## start
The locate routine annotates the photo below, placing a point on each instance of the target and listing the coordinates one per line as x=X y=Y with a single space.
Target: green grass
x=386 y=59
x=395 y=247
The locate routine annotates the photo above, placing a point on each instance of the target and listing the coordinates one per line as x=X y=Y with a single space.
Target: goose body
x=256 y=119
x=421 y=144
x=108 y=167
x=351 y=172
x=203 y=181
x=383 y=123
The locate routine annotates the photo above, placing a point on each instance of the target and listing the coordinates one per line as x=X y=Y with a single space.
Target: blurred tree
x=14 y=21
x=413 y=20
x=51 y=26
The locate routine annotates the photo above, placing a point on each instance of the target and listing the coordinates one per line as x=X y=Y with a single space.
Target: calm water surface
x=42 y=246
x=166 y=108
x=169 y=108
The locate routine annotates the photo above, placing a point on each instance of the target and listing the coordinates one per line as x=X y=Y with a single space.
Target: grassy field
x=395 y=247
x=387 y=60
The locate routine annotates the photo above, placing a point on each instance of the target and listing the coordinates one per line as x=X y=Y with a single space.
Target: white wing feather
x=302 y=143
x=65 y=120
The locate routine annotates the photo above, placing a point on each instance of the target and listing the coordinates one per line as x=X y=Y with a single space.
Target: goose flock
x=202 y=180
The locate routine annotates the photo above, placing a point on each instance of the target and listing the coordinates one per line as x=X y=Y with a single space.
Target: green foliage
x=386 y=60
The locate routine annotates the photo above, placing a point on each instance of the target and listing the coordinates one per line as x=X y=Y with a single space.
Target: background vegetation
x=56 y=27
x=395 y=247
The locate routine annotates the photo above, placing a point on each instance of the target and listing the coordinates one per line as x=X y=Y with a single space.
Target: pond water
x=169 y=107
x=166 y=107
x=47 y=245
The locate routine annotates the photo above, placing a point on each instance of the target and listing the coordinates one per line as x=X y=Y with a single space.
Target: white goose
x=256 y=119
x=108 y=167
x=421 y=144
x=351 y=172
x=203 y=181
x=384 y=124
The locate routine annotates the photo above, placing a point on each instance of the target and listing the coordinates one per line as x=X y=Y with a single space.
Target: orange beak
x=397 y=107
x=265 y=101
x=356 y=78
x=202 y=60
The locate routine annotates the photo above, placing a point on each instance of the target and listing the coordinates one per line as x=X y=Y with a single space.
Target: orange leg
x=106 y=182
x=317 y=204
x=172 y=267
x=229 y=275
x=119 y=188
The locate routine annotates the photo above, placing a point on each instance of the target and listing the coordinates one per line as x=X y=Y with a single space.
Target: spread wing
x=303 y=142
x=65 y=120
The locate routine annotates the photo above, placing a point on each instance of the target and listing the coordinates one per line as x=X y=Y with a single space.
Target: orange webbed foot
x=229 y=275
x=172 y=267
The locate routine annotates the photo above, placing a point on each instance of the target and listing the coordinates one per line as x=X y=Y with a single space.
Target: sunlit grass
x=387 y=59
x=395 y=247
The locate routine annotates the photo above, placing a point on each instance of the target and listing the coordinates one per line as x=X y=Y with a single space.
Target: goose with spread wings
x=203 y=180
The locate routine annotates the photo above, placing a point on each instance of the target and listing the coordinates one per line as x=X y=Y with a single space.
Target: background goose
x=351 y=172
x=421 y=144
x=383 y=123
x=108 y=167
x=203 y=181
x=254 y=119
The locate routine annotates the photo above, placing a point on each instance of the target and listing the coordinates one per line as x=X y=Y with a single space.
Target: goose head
## end
YOUR INSTRUCTIONS ▸
Restate the listing in full, word for word.

EXERCISE OUTPUT ▸
The locate routine annotates the photo below, placing a point on each instance of the target and listing the coordinates one per line as x=X y=Y with a single space.
Target: green grass
x=386 y=59
x=395 y=247
The locate routine annotates the photo above, placing a point on each instance of the target and listing the coordinates one per line as x=X y=Y with a single space.
Target: goose body
x=256 y=119
x=421 y=144
x=108 y=167
x=351 y=172
x=203 y=181
x=383 y=123
The locate routine annotates the photo above, placing a point on each instance of the target and listing the coordinates one per line as x=X y=Y with a single space.
Target: blurred tree
x=14 y=21
x=413 y=20
x=51 y=26
The locate routine annotates the photo above, placing a point on each instance of the target and listing the coordinates one per line as x=X y=Y with a single space.
Target: calm water surface
x=42 y=246
x=166 y=108
x=169 y=108
The locate routine annotates the photo above, placing a point on each instance of the target and listing the coordinates one per line as x=X y=Y with a single space.
Target: grassy field
x=395 y=247
x=387 y=60
The locate routine annotates the photo above, placing a point on each instance of the target and listing the coordinates one per line as x=X y=Y with a single space.
Target: white wing feather
x=302 y=143
x=65 y=120
The locate routine annotates the photo above, placing a point on each instance of the target and listing the coordinates one per line as x=X y=Y with a single space.
Target: goose flock
x=202 y=180
The locate routine annotates the photo above, placing a point on each instance of the target and listing the coordinates one per line as x=X y=Y with a single space.
Target: green foliage
x=386 y=60
The locate routine annotates the photo above, placing a point on each instance of the target and listing the coordinates one per line as x=X y=Y with a single space.
Target: background vegetation
x=56 y=27
x=395 y=247
The locate routine annotates the photo above, placing a point on each instance of the target and listing the coordinates one per line as x=X y=Y with a single space.
Target: pond water
x=169 y=107
x=166 y=107
x=47 y=245
The locate routine annotates the photo above, placing a point on each instance of the target and listing the coordinates one per line as x=X y=Y with a single space.
Target: white goose
x=256 y=119
x=108 y=167
x=421 y=144
x=351 y=172
x=203 y=181
x=384 y=124
The locate routine annotates the photo above, placing a point on each instance of the target and listing the coordinates one per line as x=X y=Y with a single space.
Target: orange beak
x=397 y=107
x=265 y=101
x=356 y=78
x=202 y=60
The locate routine annotates the photo above, placing a point on each instance of the target and listing the coordinates one per line as x=X y=Y with a single space.
Target: orange leg
x=106 y=182
x=317 y=204
x=172 y=267
x=229 y=275
x=119 y=188
The locate routine annotates the photo above, placing a point on each instance of the target and listing the coordinates one per line as x=X y=Y with a single space.
Target: spread wing
x=303 y=142
x=65 y=120
The locate routine annotates the photo above, placing a point on each instance of the target and listing the coordinates one per line as x=X y=Y with a single space.
Target: orange webbed foot
x=229 y=275
x=172 y=267
The locate routine annotates the photo above, placing a point on each instance of the target and listing the coordinates one per line as x=X y=Y with a single space.
Target: sunlit grass
x=387 y=59
x=395 y=247
The locate routine annotates the photo above, placing a point on each instance of the target and listing the coordinates one per line as x=X y=Y with a single space.
Target: goose with spread wings
x=203 y=180
The locate routine annotates the photo above, placing a point on each instance of the target and listing the coordinates one per line as x=X y=Y with a single space.
Target: background goose
x=351 y=172
x=421 y=144
x=383 y=123
x=108 y=167
x=203 y=181
x=254 y=119
The locate routine annotates the photo above, placing a point on each instance of the target and listing the coordinates one per line as x=X y=Y with a single space.
Target: goose head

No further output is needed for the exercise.